* [REQUIRED TASK] Quote, word for word, every line starting at the line that contains "Mark each instance of the white" and ending with the last line of the records; include both of these lines and no others.

* [PROVIDED ENTRIES]
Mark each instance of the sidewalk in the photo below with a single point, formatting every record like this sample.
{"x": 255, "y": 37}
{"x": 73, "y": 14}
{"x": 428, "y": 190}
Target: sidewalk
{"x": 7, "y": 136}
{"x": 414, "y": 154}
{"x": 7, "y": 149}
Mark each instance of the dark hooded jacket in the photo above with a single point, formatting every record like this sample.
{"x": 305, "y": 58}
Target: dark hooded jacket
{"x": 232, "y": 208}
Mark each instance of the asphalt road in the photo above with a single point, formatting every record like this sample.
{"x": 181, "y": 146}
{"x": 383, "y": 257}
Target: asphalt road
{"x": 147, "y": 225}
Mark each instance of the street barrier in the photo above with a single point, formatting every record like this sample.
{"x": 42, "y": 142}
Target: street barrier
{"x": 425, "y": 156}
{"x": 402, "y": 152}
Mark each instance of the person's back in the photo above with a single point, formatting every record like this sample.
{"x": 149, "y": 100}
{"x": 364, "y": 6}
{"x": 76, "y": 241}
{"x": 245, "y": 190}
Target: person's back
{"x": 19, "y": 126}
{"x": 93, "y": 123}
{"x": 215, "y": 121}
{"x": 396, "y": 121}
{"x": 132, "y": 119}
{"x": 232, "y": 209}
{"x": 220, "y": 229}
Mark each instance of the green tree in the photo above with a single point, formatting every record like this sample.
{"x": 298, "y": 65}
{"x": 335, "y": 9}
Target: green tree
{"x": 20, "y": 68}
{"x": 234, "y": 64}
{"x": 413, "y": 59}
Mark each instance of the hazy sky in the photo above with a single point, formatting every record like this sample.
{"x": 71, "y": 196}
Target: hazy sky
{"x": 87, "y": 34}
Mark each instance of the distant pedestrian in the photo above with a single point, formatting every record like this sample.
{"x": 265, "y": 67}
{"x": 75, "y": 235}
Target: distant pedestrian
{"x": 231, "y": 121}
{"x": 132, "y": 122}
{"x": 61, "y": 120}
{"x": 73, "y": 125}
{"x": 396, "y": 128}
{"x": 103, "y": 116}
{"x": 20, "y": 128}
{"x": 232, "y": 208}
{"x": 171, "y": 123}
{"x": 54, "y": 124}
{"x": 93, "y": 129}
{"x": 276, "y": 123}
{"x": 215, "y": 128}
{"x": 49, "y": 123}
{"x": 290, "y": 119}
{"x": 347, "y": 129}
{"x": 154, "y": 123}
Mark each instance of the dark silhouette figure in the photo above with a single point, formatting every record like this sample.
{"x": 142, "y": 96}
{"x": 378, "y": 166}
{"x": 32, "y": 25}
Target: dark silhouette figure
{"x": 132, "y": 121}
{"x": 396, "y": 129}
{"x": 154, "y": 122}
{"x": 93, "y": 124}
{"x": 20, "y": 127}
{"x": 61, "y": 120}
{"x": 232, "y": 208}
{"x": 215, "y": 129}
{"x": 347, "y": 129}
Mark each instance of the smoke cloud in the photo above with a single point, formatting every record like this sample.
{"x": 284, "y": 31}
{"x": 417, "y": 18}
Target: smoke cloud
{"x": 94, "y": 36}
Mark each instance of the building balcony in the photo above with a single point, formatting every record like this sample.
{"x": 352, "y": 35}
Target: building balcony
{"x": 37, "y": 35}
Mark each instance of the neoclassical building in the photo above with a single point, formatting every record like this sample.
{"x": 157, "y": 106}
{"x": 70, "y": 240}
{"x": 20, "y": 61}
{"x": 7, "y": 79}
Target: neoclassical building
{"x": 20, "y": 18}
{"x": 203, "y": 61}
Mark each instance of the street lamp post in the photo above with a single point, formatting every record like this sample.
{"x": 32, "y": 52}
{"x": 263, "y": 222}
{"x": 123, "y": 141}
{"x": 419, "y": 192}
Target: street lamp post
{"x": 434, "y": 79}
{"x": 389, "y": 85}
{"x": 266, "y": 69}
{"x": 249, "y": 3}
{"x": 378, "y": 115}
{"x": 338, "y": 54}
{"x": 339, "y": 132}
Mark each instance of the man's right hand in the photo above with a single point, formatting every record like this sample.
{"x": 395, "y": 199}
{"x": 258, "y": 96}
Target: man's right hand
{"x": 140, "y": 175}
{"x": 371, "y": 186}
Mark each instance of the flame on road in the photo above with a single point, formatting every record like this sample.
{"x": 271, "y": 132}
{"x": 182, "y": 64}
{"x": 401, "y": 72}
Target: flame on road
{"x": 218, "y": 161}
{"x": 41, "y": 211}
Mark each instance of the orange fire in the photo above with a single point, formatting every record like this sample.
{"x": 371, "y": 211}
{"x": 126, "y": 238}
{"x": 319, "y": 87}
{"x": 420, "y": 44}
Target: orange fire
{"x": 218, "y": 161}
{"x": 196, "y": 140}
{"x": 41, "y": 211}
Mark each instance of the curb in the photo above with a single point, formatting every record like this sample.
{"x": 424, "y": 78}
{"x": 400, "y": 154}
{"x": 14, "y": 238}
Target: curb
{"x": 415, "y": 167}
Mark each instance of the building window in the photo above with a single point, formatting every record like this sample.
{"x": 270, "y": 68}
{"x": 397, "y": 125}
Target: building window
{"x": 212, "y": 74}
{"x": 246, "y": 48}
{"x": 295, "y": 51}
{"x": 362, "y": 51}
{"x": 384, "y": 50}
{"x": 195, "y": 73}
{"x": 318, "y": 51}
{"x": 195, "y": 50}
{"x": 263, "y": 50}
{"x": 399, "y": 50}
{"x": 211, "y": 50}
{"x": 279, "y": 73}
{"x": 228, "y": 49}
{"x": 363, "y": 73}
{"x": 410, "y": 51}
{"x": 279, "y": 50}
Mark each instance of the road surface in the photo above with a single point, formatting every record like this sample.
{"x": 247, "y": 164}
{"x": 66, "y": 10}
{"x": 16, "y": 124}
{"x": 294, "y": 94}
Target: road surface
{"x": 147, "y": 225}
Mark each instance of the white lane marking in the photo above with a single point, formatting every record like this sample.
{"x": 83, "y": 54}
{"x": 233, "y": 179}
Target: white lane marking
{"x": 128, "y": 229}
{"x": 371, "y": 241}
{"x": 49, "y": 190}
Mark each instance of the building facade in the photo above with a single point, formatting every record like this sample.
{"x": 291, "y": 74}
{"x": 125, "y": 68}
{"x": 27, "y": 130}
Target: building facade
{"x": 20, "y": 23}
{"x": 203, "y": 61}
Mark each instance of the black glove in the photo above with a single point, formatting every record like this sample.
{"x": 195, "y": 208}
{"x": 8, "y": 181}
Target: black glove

* [ANSWER FOR THIS EXERCISE]
Mark each instance of the white lane marking in the photo above with a single point, formatting every record like this sample.
{"x": 83, "y": 54}
{"x": 233, "y": 179}
Target: white lane marking
{"x": 128, "y": 229}
{"x": 371, "y": 241}
{"x": 49, "y": 190}
Mark each instance of the building facade in the photo above with a single point, formatting every record like this sample.
{"x": 291, "y": 74}
{"x": 125, "y": 68}
{"x": 27, "y": 130}
Target: building facade
{"x": 20, "y": 23}
{"x": 203, "y": 61}
Mark each instance of the black glove in the photo above with a single point, formatting every record like this sample.
{"x": 195, "y": 208}
{"x": 8, "y": 181}
Target: black glove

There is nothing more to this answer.